Input records
========================================
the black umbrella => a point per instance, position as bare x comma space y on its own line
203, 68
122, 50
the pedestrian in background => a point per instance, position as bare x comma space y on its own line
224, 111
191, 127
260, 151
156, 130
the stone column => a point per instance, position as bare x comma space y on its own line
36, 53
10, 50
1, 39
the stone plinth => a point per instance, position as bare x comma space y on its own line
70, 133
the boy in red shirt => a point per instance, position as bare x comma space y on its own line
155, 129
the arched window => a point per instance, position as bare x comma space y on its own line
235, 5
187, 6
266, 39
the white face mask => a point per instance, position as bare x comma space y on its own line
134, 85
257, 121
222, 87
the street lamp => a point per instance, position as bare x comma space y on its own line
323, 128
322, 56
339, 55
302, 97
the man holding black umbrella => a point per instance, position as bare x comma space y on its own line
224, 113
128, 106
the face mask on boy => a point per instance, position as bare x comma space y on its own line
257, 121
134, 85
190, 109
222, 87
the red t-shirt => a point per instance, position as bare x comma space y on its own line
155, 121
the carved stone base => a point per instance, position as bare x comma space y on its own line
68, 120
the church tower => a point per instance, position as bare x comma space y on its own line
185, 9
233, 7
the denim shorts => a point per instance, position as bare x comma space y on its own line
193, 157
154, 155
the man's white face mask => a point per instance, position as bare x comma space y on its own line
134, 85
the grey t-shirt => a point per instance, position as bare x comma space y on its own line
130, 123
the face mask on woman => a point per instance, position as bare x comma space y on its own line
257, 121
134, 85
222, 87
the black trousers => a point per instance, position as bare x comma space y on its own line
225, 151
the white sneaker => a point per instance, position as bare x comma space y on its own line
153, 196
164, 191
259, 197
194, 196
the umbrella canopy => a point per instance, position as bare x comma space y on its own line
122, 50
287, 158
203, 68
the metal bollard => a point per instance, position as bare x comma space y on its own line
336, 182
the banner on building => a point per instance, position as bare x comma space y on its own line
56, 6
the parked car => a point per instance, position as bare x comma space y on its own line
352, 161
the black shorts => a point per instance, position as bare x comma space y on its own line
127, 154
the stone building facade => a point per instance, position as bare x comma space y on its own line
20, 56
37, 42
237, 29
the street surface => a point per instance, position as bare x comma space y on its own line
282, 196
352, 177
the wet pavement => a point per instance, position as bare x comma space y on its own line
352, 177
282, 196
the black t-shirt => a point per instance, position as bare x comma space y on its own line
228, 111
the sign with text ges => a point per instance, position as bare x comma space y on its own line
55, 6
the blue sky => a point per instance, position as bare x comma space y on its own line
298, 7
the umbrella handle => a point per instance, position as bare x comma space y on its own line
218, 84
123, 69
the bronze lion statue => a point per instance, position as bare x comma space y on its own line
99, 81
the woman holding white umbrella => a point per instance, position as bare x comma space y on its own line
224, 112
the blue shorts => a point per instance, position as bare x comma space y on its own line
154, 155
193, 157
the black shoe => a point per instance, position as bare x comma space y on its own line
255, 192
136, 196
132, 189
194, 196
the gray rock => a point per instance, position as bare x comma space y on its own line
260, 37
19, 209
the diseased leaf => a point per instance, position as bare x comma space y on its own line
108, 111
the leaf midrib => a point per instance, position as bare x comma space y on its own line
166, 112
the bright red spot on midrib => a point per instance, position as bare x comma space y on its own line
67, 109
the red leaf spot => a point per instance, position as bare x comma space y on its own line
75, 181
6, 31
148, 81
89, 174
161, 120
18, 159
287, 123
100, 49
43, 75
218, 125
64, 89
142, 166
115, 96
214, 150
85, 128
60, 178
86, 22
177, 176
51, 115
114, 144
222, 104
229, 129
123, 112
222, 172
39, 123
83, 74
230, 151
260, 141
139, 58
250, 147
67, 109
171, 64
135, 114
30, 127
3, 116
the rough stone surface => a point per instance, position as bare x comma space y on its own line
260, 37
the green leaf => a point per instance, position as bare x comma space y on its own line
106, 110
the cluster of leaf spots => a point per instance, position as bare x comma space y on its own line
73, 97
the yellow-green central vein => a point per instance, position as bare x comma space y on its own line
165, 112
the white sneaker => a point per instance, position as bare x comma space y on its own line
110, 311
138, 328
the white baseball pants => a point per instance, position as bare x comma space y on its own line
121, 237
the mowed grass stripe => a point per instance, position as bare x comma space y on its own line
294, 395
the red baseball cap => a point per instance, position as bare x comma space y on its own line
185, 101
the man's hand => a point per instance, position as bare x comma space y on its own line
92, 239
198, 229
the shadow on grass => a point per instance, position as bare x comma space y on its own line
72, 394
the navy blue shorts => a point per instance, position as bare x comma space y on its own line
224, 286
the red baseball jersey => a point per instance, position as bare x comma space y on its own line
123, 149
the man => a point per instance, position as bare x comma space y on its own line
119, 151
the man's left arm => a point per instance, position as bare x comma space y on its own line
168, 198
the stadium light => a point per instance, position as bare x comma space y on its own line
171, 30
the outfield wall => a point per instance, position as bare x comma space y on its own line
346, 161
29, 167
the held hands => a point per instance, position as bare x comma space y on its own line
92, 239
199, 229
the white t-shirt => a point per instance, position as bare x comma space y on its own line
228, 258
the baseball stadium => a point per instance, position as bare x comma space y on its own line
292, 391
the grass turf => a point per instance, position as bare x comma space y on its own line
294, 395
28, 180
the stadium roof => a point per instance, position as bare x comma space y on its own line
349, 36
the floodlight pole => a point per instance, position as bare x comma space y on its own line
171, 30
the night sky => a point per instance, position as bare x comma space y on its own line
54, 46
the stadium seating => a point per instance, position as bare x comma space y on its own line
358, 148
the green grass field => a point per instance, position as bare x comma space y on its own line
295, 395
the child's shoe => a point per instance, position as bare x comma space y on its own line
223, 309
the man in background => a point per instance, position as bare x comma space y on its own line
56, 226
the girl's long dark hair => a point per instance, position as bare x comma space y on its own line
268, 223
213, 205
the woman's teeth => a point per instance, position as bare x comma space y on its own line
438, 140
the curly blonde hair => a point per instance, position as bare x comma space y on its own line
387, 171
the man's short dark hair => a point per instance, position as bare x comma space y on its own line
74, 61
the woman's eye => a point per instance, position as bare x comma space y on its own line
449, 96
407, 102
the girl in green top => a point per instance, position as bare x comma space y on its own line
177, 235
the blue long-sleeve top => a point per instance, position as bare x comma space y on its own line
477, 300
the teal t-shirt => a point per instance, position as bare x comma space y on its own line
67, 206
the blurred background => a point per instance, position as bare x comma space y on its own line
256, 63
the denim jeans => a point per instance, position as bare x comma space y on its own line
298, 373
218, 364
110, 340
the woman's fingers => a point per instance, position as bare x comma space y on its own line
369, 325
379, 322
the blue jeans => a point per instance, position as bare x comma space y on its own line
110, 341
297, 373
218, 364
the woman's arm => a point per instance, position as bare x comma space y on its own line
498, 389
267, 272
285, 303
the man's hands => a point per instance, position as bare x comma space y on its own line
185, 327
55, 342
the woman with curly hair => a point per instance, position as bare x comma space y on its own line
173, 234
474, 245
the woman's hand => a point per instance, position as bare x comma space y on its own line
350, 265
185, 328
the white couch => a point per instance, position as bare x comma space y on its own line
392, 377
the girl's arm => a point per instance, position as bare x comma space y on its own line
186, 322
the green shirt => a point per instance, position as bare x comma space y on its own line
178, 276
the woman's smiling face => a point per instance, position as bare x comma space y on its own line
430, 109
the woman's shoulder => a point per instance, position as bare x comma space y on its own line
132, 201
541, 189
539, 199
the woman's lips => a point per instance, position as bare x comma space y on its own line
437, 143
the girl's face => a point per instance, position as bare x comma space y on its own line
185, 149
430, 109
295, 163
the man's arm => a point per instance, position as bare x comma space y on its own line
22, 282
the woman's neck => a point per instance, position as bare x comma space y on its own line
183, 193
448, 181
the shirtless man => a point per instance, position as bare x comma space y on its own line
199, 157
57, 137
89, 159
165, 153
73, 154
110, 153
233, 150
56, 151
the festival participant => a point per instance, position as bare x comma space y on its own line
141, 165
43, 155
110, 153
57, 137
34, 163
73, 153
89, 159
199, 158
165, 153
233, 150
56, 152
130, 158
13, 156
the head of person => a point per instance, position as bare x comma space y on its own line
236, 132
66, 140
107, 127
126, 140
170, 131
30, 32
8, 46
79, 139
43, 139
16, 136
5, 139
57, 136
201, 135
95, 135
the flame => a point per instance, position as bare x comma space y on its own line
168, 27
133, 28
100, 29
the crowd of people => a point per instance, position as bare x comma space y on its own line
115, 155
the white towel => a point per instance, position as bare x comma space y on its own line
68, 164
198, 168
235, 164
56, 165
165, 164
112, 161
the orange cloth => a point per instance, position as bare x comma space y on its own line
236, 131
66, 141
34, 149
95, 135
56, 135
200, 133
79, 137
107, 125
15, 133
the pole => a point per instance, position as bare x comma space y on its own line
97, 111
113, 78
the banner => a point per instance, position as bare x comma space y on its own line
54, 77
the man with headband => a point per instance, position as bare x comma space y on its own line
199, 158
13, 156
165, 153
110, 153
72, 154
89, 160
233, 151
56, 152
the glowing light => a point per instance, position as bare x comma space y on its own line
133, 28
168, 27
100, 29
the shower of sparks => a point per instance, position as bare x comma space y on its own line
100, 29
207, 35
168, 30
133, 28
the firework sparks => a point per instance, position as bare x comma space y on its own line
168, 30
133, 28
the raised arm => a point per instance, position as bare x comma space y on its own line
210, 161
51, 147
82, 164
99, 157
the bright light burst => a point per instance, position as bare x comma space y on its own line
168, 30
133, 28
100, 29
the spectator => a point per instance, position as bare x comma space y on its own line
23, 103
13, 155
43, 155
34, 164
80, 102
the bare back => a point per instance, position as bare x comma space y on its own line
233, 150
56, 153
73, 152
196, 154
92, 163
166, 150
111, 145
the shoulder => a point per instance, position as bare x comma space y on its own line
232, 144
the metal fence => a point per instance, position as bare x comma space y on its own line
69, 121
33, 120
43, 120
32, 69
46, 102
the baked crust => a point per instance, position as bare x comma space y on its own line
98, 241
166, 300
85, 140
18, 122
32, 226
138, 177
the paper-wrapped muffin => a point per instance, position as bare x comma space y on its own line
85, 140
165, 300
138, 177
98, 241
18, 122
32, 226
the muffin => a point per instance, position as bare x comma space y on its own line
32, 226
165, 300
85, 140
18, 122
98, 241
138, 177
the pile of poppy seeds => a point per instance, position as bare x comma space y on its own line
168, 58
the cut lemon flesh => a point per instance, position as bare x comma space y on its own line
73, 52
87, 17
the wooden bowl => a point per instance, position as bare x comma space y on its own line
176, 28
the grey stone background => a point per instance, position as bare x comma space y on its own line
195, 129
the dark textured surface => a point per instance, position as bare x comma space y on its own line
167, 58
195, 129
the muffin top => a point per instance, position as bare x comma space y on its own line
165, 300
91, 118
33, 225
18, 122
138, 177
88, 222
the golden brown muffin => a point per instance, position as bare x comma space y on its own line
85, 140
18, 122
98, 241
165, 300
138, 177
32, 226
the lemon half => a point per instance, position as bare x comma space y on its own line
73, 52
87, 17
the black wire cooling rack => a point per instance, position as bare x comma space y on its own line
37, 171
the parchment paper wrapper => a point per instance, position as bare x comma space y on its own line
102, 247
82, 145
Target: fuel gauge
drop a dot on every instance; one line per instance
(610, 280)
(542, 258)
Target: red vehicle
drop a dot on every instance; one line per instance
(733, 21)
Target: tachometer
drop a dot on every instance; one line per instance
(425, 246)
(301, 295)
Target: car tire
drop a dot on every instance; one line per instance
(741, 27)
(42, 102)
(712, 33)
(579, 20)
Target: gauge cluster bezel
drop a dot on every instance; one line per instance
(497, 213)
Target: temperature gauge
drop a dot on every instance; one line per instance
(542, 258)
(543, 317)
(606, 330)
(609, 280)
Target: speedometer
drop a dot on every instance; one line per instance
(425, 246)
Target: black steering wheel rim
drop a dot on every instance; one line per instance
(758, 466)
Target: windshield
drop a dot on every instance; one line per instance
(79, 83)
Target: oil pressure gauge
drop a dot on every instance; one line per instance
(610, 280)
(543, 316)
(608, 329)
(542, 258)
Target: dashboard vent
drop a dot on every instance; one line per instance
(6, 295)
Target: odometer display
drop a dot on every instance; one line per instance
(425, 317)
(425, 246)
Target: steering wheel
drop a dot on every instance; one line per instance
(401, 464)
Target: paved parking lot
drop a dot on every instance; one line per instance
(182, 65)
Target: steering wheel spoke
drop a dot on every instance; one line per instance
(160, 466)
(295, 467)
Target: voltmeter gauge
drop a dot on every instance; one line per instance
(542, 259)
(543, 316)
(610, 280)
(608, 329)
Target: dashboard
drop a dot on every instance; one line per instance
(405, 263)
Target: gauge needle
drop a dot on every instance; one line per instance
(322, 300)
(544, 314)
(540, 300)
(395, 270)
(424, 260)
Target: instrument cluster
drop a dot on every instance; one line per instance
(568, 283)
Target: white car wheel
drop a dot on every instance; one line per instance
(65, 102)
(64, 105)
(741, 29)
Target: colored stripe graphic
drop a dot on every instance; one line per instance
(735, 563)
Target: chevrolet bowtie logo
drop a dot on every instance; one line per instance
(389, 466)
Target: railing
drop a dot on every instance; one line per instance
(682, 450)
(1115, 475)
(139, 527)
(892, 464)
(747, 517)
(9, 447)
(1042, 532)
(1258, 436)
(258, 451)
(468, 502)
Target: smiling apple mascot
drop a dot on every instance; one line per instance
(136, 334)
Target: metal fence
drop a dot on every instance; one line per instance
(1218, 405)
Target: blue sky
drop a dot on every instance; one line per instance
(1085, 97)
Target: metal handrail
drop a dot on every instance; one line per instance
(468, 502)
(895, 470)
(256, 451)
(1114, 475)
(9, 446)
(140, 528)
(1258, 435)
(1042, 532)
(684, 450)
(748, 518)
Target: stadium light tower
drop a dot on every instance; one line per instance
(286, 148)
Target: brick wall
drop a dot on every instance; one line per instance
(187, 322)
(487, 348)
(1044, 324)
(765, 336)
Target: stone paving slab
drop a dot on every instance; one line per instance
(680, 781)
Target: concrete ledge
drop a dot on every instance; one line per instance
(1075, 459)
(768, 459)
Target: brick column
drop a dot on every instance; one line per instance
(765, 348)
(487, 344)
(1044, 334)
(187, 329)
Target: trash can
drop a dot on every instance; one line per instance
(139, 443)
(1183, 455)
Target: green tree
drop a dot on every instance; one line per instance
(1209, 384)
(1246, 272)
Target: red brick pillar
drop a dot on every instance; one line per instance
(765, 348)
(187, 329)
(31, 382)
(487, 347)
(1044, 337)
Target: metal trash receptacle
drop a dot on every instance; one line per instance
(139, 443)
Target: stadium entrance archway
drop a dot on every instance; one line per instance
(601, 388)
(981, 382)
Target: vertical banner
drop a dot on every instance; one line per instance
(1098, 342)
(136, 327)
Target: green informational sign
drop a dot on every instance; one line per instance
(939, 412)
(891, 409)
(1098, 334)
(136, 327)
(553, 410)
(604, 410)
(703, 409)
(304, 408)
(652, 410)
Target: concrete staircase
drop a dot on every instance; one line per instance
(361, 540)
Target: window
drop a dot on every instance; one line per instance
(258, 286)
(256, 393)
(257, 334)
========================================
Given exercise
Beginning with the line that contains "Target: metal fence", quote each line exactly through the last line of the entries above, and nothing beyond them.

Correct response
Target: metal fence
drop a dot on every instance; one line per instance
(1218, 405)
Target: blue sky
drop a dot on every instance; one line per instance
(1085, 97)
Target: metal handrail
drop a dot on every instance; one line per instance
(468, 502)
(895, 470)
(256, 451)
(1114, 475)
(9, 446)
(140, 528)
(1258, 435)
(1042, 532)
(684, 450)
(748, 518)
Target: stadium light tower
drop a dot on every instance; one line per instance
(286, 148)
Target: brick wall
drop a dot on every instance; one line per instance
(187, 322)
(487, 348)
(1044, 324)
(765, 336)
Target: stone paving slab
drop a dot on every instance; one line per instance
(680, 781)
Target: concrete ledge
drop a dot on every instance; one line per instance
(1075, 459)
(768, 459)
Target: brick column
drop a dot on every instance; one line per instance
(765, 348)
(487, 344)
(1044, 334)
(187, 329)
Target: trash can
drop a dot on every instance; one line per instance
(139, 443)
(1183, 455)
Target: green tree
drop a dot on every instance; one line per instance
(1209, 384)
(1246, 272)
Target: red brick pillar
drop a dot on every instance; one line per instance
(765, 348)
(187, 329)
(31, 382)
(487, 347)
(1044, 337)
Target: metal trash receptacle
drop a dot on every instance; one line per instance
(139, 443)
Target: stadium entrance archway
drop a dot on every instance; one line per instance
(601, 388)
(981, 382)
Target: vertical banner
drop a dot on every instance; one line per instance
(1098, 342)
(136, 327)
Target: green informational sign
drop a dot on every instance; one line per instance
(939, 412)
(891, 409)
(1098, 334)
(136, 327)
(553, 410)
(604, 410)
(703, 409)
(304, 408)
(652, 410)
Target: concrete staircase
drop a dot on every instance; one line per instance
(361, 540)
Target: window
drop a dot on every instance; one line per instance
(258, 286)
(256, 393)
(257, 334)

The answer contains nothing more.